● **EXCERPT**

****************

Derivatives of differential form functions ed

Will be needed in intuitive Hamiltonsche Feldmechanik

Table of Contents

Starting point ed

\[\bigwedge V\] is the Graßmann-Algebra of a vector space \[V\] with \[\bigwedge^k V\] the subspace of k-(multi-)vectors. \[\Omega^k\] is the space of k-forms (Differentialformen). Our space dimension is n.

Let

\[f : \bigwedge^k V \rightarrow \bigwedge^l V\]
be a function mapping k-vectors onto l-vectors. For a k-form \[\omega \in \Omega^k\], we have
\[f(\omega) \in \Omega^l\]
so we also have a mapping \[f:\Omega^k \rightarrow \Omega^l\].

We could allow general functions \[f : \bigwedge V \rightarrow \bigwedge V\], but that will create problems later...

Definition ed

(Using a form of Fréchet derivative)

The function \[f\] is differentiable, if there exists a (l-k)-form \[ A = \frac{\partial f}{\partial \omega} \], so that

\[ \lim_{\epsilon \rightarrow 0} \frac{ \| f(\omega + \epsilon) - f(\omega) - A \wedge \epsilon \| }{ \| \epsilon \| } = 0 \] with \[ \epsilon \in \bigwedge^k V \]
or
\[ \lim_{\epsilon \rightarrow 0} \frac{ \| f(\omega + \epsilon \phi) - f(\omega) - \epsilon A \wedge \phi \| }{ |\epsilon| \| \phi \| } = 0, \quad \forall \phi \in \bigwedge^k V \]

\[f\] can only be differentiable, if \[l \gt k\].

Not even all linear \[f\] will be differentiable (see examples). We could have used a weaker definition with \[A \epsilon\] instead of \[A \wedge \epsilon\], turning \[ \frac{\partial f}{\partial \omega} \] into a linear operator \[\operatorname{Hom}(\bigwedge V, \bigwedge V)\]. But again, that would lead to problems...

****************

● **INFORMATION SUPPLIED**
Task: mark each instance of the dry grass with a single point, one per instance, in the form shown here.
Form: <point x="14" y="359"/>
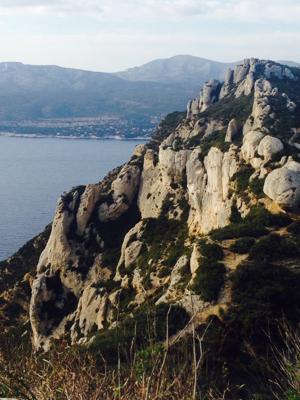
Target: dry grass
<point x="71" y="373"/>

****************

● **TO-DO LIST**
• A. Retype the part of the page on derivatives of differential form functions above that opens with the words containing "Will be needed" and closes with "dimension is n.".
• B. Write the next portion of the page on derivatives of differential form functions, starting right after its final sentence.

● **RESULTS OF THE EXERCISE**
• A.
Will be needed in intuitive Hamiltonsche Feldmechanik

Table of Contents

Starting point ed

\[\bigwedge V\] is the Graßmann-Algebra of a vector space \[V\] with \[\bigwedge^k V\] the subspace of k-(multi-)vectors. \[\Omega^k\] is the space of k-forms (Differentialformen). Our space dimension is n.

• B.
Examples ed

a) \[ f(\omega) = \omega \]
\[ 0 = \lim_{\epsilon \rightarrow 0} \frac{ \| \omega + \epsilon - \omega - f' \wedge \epsilon \| }{ \| \epsilon \| } \quad \Rightarrow \quad f' = 1 \]

b) \[ f(\omega) = \star \omega \]
\[ 0 = \lim_{\epsilon \rightarrow 0} \frac{ \| \star \omega + \star \epsilon - \star \omega - f' \wedge \epsilon \| }{ \| \epsilon \| } \quad \Rightarrow \quad \] :-(
(not differentiable, only in the weaker sense of a linear operator \[f' \circ = \star \circ \])

c) \[ f(\omega) = \mu \wedge \omega \]
\[ 0 = \lim_{\epsilon \rightarrow 0} \frac{ \| \mu \wedge \omega + \mu \wedge \epsilon - \mu \wedge \omega - f' \wedge \epsilon \| }{ \| \epsilon \| } \quad \Rightarrow \quad f' = \mu \]

d) \[ f(\omega) = \omega \wedge \star \omega = \langle \omega, \omega \rangle dV \]
\[ 0 = \lim_{\epsilon \rightarrow 0} \frac{ \| \dots + \omega \wedge \star \epsilon + \epsilon \wedge \star \omega - f' \wedge \epsilon \| }{ \| \epsilon \| } = \lim_{\epsilon \rightarrow 0} \frac{ \| 2 \langle \omega, \epsilon \rangle dV - f' \wedge \epsilon \| }{ \| \epsilon \| } \quad \Rightarrow \quad f' = 2 \star \omega \]

e) \[ f(\omega) = \omega \wedge \omega \]
\[ 0 = \lim_{\epsilon \rightarrow 0} \frac{ \| \dots \omega \wedge \epsilon + \epsilon \wedge \omega - f' \wedge \epsilon \| }{ \| \epsilon \| } = \lim_{\epsilon \rightarrow 0} \frac{ \| \omega \wedge \epsilon + (-1)^k \omega \wedge \epsilon - f' \wedge \epsilon \| }{ \| \epsilon \| } \]
\[ \Rightarrow \quad f' = 0\] for k odd and \[f' = 2 \omega\] for k even.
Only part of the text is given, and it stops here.